# Work instructions
Retype all of the data below word for word, with no line left out or altered.
** Begin Supplied data **
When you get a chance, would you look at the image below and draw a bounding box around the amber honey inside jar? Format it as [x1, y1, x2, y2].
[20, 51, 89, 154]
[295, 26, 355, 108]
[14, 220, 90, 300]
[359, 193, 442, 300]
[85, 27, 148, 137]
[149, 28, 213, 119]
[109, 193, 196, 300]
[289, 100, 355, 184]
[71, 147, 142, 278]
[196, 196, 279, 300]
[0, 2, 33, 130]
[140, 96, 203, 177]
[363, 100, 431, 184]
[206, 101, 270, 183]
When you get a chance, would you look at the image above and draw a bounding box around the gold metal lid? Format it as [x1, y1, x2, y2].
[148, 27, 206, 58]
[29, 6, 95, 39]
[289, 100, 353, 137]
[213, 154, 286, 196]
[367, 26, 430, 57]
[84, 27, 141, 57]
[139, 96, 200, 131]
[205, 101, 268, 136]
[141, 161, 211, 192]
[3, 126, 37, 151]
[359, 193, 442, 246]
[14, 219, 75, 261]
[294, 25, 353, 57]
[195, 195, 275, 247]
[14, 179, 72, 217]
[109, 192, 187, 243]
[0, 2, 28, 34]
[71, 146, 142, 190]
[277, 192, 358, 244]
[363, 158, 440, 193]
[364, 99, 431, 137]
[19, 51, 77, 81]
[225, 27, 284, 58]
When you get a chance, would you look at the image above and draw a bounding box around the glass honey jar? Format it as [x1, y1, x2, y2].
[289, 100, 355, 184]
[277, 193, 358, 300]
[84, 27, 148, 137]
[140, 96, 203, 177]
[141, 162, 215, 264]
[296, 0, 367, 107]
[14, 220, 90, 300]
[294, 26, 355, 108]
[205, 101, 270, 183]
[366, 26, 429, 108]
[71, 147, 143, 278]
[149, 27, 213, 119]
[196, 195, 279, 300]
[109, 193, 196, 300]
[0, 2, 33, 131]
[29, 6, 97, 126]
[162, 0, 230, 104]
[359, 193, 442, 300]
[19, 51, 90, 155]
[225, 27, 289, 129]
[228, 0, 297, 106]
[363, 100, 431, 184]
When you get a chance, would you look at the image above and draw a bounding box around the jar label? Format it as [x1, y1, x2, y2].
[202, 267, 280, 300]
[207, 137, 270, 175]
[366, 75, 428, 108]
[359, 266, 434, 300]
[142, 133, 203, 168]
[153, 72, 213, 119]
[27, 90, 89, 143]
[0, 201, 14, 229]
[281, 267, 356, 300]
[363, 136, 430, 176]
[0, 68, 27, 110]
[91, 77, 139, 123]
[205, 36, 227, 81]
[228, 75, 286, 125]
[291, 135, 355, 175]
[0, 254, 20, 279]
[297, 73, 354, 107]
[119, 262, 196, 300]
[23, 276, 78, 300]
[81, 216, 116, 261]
** End Supplied data **
# Solution
When you get a chance, would you look at the image below and draw a bounding box around the amber honey inside jar? Format it as [x1, y1, x2, y2].
[20, 51, 89, 154]
[295, 26, 355, 108]
[14, 220, 90, 300]
[359, 193, 442, 300]
[85, 27, 148, 137]
[149, 28, 213, 119]
[109, 193, 196, 300]
[289, 100, 355, 184]
[71, 147, 142, 278]
[196, 196, 279, 300]
[0, 2, 33, 130]
[140, 96, 203, 177]
[363, 100, 431, 184]
[206, 101, 270, 183]
When you get a chance, would you look at the image above and draw a bounding box around the gold metal lid? Format it as [x1, y1, x2, y2].
[148, 27, 206, 58]
[29, 6, 95, 39]
[289, 100, 353, 137]
[213, 154, 286, 196]
[367, 26, 430, 57]
[84, 27, 141, 57]
[139, 96, 200, 131]
[205, 101, 268, 136]
[141, 161, 211, 192]
[3, 126, 37, 151]
[359, 193, 442, 246]
[14, 219, 75, 261]
[294, 25, 353, 57]
[195, 195, 275, 247]
[14, 179, 72, 217]
[109, 192, 187, 243]
[0, 2, 28, 34]
[71, 146, 142, 190]
[277, 192, 358, 244]
[363, 158, 440, 193]
[364, 99, 431, 137]
[19, 51, 77, 81]
[225, 27, 284, 58]
When you get a chance, would you look at the image above and draw a bounding box around the glass honey jar? Format it as [x1, y1, x2, y2].
[289, 100, 355, 184]
[277, 193, 358, 300]
[84, 27, 148, 137]
[140, 96, 203, 177]
[141, 162, 215, 264]
[296, 0, 367, 107]
[14, 220, 90, 300]
[294, 26, 355, 108]
[205, 101, 270, 183]
[366, 26, 429, 108]
[71, 147, 143, 278]
[149, 27, 213, 119]
[196, 195, 279, 300]
[109, 193, 196, 300]
[0, 2, 33, 131]
[29, 6, 97, 126]
[162, 0, 230, 104]
[359, 193, 442, 300]
[19, 51, 90, 155]
[225, 27, 289, 129]
[228, 0, 297, 106]
[363, 100, 431, 184]
When you get a chance, would you look at the image above and draw a bounding box around the jar label? Format it as [x1, y1, x2, y2].
[202, 267, 280, 300]
[207, 137, 270, 175]
[366, 75, 428, 108]
[359, 266, 434, 300]
[142, 133, 203, 168]
[153, 72, 213, 119]
[27, 90, 89, 143]
[0, 201, 14, 229]
[281, 267, 356, 300]
[363, 136, 430, 176]
[0, 68, 27, 110]
[91, 77, 139, 123]
[205, 36, 227, 81]
[228, 75, 286, 125]
[291, 135, 355, 175]
[0, 254, 20, 279]
[297, 73, 354, 107]
[119, 262, 196, 300]
[23, 276, 78, 300]
[81, 216, 116, 261]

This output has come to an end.